- **Extract to read**:
Photo Credit: Jewish Press

As Tammuz comes to a close and Av begins, we find ourselves in the middle of the Three Weeks. This is the sadder part of the calendar, as we mourn for the destruction of the Beis Hamikdash (and for all the tragedies that occur as a result). We all know that Hashem decreed the exile as a result of sinas chinam – the animosity and dislike we bear towards our Jewish brothers and sisters. How can we rectify this problem? It is deep-seated, but with a little analysis we will hopefully discover a tool to lessen this brotherly distaste, and thereby bring the redemption closer. Come; our journey has just begun.

The Sefer Yetzirah writes that each month has its own letter, with Tammuz and Av matching up with Ches and Tes, respectively. Although each letter represents a force that can be bad or good, the combination of these letters does not bode well – as alluded to in the fact that together they are the root letters of the word cheit – sin. That the letter combination spells ‘sin’ should not come as a surprise since we know that the tragedies that occurred in these months were a result of our sins. So let’s continue our journey by searching for a message of the Ches and Tes combo and see if we can use it to turn these months around. Take a breath; we have a way to go.


The source we will turn to is the Daas Zkeinim in Vayechi. The verses there describe how Yaakov called together his sons shortly before he died to bless them, and to reveal the date of the final redemption (the keitz). When Yaakov tried to reveal the date, the Divine Spirit departed from him and he no was longer privy to the secret information. The verse then describes how Yaakov proceeded to give the blessings. Daas Zkeinim elucidates by recording an exchange that took place between Yaakov and Hashem after Yaakov’s failed attempt to reveal the keitz.

“When Yaakov saw that he was denied permission to reveal the keitz he feared that his children were unworthy. Perhaps they sinned. Yaakov then reasoned that this could not be, for “They do not have the letters of cheit on their name.” Meaning, not a single one of the tribes had a Ches or a Tes in their names. Yaakov reasoned that since names reveal one’s essence, the essence of the tribes must be pure because they had no letters in their names which could represent cheit! However, Hashem denied Yaakov permission to reveal the keitz by countering “But they also don’t have the letters Kuf or Tzadi in their names. (These letters spell the word keitz.) They do not have permission to know this secret.”

Before analyzing this Daas Zkeinim let’s make a disclaimer. The ideas of letters and the essence of names are kabbalistic in nature and consequently out of reach for the vast majority of us. Therefore, any questions we pose may be off-base, out of context, and/or completely wrong. With this shot of humility, let us delve in as far as we are able. And so we go.

Here’s the question. If we run with the premise that one can only receive what his essence (reflected by his name) allows, then how was Yaakov able to give a bracha to any of the tribes? The word for blessing is spelled Beis, Reysh, Chof, Hey. However, if you look at the names of the twelve sons, not a single one of them has all four! So while Reuven had a Beis and a Reysh, wasn’t he lacking Chof and Hey? And while Yehuda might have had a Hey, he didn’t have the other three letters! So how could they each receive a blessing if their names didn’t allow it?

- **Exercise details**:
Repeat the passage on the Three Weeks word for word, between "The source we" and "reveal the keitz.", inclusive. The lines that come next aren't needed for anything here.

[Extracts from a box-labeled dataset]
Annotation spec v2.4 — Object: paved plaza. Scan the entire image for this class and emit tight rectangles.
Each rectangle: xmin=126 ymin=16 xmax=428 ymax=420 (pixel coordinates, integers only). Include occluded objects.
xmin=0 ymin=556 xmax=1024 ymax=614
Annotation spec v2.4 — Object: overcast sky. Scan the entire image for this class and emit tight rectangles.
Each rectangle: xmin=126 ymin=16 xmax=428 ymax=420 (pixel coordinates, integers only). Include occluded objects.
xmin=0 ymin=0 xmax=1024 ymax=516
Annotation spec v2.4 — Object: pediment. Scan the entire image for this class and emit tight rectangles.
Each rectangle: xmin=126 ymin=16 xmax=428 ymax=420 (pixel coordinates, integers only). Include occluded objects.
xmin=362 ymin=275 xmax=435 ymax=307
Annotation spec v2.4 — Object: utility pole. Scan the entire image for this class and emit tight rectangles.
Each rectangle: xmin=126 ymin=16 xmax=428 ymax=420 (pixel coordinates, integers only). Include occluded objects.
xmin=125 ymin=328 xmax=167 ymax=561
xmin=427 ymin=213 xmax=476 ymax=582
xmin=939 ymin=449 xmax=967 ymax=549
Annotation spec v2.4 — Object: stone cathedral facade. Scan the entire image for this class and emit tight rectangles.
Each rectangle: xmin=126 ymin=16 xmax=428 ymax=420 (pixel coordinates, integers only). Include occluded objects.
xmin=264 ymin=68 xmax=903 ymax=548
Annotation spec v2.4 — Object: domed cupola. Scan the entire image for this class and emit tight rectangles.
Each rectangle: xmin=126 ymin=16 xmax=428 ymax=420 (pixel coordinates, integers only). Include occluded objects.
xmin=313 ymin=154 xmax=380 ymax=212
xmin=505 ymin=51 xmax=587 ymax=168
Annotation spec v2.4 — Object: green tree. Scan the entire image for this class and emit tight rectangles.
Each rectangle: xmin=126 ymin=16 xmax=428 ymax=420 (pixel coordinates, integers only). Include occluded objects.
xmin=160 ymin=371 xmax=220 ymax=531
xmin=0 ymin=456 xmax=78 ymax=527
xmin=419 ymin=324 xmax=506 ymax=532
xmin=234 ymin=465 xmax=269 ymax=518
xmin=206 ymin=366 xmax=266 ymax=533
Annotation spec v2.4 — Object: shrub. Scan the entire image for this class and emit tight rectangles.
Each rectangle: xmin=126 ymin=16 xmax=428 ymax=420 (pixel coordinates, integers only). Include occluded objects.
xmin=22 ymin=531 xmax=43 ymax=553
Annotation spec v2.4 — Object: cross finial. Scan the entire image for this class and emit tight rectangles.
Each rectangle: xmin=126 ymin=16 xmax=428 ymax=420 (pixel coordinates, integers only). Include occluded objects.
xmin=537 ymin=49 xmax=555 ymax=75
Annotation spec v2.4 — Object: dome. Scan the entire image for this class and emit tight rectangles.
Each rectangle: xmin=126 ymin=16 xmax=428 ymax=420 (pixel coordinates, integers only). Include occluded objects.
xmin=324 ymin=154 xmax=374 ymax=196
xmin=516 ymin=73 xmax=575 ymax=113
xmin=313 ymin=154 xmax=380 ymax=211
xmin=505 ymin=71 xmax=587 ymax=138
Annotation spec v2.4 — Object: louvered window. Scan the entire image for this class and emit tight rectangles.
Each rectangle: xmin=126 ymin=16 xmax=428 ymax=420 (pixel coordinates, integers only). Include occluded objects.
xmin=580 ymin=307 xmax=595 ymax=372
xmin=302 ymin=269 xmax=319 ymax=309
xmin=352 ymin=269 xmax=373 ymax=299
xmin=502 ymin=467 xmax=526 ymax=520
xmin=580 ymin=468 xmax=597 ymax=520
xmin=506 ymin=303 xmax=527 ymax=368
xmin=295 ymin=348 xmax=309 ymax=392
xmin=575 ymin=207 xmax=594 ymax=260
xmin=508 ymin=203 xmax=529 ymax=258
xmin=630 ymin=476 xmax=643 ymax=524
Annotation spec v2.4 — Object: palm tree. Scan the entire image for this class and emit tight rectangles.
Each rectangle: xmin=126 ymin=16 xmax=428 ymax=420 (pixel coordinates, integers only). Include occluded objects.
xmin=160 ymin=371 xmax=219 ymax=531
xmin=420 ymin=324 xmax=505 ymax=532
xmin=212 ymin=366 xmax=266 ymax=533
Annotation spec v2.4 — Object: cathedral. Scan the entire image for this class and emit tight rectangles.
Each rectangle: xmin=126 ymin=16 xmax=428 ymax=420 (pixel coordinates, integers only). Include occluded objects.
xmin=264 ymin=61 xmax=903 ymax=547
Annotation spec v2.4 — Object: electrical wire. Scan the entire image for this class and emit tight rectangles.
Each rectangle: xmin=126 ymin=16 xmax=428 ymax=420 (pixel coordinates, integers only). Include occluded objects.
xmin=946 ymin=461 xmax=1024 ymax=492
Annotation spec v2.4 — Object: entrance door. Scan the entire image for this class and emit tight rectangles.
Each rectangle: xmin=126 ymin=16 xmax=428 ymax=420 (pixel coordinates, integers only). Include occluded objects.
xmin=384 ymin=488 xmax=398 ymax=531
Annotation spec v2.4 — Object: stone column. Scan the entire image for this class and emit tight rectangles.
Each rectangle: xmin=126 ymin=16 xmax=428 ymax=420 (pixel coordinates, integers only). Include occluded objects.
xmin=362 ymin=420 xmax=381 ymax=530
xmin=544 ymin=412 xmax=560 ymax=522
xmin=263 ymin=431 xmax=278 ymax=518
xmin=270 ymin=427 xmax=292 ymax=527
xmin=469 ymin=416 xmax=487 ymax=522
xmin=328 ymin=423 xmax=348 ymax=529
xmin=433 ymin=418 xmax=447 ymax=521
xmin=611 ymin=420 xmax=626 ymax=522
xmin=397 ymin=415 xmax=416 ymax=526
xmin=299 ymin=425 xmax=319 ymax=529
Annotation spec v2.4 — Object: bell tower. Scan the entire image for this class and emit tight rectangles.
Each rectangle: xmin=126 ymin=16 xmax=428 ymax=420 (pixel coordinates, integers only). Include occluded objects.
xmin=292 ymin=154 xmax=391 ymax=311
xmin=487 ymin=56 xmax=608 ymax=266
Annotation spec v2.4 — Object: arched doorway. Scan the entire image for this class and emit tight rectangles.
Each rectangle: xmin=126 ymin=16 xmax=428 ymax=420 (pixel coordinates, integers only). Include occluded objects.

- **Full answer**:
The source we will turn to is the Daas Zkeinim in Vayechi. The verses there describe how Yaakov called together his sons shortly before he died to bless them, and to reveal the date of the final redemption (the keitz). When Yaakov tried to reveal the date, the Divine Spirit departed from him and he no was longer privy to the secret information. The verse then describes how Yaakov proceeded to give the blessings. Daas Zkeinim elucidates by recording an exchange that took place between Yaakov and Hashem after Yaakov’s failed attempt to reveal the keitz.